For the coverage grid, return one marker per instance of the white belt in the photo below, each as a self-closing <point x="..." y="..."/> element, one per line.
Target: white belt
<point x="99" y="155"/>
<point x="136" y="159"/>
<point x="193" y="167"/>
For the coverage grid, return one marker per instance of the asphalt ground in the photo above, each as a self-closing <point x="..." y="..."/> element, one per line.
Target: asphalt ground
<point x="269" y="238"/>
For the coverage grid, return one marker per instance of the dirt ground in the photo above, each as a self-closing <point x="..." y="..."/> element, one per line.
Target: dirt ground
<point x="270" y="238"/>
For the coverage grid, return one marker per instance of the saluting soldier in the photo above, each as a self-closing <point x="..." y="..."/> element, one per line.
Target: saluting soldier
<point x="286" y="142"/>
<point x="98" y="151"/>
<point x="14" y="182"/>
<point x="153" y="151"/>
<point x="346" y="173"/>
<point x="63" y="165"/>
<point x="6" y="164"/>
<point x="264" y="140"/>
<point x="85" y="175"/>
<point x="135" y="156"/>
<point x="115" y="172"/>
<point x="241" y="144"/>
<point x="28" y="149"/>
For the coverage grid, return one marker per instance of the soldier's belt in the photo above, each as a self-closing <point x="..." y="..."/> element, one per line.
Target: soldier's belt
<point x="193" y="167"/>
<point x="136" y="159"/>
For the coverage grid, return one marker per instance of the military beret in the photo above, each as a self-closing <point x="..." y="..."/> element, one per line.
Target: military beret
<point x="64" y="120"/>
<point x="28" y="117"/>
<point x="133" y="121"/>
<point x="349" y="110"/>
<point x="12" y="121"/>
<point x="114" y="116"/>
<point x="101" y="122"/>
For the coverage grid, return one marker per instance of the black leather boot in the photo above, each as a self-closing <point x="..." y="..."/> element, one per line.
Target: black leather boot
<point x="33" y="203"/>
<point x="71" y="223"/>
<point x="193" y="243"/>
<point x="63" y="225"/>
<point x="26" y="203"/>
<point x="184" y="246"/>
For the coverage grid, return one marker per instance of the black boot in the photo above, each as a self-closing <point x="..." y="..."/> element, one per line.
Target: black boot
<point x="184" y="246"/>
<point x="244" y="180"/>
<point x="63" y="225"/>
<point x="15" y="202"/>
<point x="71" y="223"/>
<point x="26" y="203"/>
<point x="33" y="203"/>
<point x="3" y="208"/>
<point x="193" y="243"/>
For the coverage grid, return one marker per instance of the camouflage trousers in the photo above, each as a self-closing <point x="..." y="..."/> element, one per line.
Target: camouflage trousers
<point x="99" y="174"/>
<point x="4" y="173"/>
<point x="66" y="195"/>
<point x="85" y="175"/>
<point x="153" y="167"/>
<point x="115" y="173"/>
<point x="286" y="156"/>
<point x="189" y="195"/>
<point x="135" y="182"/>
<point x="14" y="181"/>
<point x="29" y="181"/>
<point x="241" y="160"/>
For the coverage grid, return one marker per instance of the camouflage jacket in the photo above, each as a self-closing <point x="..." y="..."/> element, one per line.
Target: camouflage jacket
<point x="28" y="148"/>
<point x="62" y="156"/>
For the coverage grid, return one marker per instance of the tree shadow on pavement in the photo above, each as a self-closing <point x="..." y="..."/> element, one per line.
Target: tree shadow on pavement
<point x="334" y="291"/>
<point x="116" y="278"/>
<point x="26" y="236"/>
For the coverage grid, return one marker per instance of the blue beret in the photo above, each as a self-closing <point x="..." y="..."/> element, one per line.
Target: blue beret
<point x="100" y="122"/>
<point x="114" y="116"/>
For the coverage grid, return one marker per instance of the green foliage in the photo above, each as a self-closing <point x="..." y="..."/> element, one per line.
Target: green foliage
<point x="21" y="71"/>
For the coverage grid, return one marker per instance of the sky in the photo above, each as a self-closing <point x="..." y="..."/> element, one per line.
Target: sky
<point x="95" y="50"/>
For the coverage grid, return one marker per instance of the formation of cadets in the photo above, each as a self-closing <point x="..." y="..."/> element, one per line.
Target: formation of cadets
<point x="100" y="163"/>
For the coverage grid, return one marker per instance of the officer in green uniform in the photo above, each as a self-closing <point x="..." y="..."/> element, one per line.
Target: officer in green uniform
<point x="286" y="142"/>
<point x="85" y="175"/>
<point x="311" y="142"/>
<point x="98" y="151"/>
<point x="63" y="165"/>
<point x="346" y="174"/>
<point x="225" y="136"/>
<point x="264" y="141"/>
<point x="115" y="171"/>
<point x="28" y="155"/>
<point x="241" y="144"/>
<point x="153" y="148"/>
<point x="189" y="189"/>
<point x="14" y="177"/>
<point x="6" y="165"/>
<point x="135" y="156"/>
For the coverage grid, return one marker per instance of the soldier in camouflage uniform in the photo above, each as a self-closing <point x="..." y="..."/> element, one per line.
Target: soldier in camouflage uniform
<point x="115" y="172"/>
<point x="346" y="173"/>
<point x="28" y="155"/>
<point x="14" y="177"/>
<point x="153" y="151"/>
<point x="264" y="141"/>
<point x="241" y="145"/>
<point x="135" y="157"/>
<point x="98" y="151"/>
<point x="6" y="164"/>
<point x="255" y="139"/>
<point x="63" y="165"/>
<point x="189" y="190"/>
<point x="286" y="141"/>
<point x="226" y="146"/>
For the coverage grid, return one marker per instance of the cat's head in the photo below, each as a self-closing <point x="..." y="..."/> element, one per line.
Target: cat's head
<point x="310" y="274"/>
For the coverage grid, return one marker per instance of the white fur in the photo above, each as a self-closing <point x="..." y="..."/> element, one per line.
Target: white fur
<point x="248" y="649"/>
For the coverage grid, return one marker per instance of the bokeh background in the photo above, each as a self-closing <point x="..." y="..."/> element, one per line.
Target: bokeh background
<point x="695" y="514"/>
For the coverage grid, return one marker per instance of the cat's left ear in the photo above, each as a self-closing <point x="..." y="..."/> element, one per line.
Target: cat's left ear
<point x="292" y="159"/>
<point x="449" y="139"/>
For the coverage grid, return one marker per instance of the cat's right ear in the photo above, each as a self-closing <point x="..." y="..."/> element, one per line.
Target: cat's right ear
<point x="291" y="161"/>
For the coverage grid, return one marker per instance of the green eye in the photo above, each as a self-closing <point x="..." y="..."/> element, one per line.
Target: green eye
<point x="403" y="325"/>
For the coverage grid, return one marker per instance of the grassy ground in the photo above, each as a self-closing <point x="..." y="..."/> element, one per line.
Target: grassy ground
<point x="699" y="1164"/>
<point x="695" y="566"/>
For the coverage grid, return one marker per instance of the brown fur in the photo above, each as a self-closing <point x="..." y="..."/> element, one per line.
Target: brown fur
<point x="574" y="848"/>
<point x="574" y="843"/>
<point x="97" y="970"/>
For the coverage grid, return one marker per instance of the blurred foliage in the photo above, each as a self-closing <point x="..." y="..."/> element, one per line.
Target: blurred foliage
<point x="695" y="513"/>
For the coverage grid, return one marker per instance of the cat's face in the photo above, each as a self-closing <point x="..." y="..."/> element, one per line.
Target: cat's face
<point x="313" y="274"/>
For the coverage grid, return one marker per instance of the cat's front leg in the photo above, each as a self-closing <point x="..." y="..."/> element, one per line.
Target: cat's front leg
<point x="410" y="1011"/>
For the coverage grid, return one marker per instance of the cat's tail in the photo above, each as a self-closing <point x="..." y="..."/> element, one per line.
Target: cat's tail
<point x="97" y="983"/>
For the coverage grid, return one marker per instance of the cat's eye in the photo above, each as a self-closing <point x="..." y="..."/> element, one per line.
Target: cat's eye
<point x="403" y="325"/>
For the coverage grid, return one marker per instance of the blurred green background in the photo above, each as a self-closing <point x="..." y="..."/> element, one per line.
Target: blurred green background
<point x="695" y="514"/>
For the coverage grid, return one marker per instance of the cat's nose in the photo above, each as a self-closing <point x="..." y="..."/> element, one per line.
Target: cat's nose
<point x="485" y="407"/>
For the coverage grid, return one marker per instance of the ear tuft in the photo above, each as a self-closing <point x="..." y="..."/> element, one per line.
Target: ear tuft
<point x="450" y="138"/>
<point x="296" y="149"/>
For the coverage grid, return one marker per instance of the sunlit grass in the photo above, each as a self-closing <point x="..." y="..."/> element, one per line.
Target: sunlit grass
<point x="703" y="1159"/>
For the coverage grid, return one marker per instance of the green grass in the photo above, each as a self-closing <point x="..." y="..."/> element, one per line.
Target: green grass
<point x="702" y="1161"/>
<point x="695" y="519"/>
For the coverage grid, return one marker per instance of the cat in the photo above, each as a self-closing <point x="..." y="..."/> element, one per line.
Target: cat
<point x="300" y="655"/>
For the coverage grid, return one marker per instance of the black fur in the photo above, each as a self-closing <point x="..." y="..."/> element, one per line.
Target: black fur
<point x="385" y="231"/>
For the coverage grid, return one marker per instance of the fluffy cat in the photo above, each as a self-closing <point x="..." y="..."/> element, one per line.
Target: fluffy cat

Assigned task → Copy word for word the stretch of entries above from the line that has "Target: cat's nose" through the line that has "the green grass", both ends included, and nothing outside it.

Response area →
Target: cat's nose
<point x="485" y="407"/>
For the coverage grid, return one marker per instance of the ear tuft in the photo above, each as a self-closing <point x="..." y="..."/> element, one per line.
Target: ear tuft
<point x="450" y="138"/>
<point x="296" y="149"/>
For the coverage grid, return one marker per instance of the sunlit grass in the photo above, each as a self-closing <point x="..." y="..."/> element, one per line.
Target: sunlit grass
<point x="703" y="1159"/>
For the coverage grid, return one marker per instance of the green grass in the photo above, each as a self-closing <point x="..." y="..."/> element, one per line.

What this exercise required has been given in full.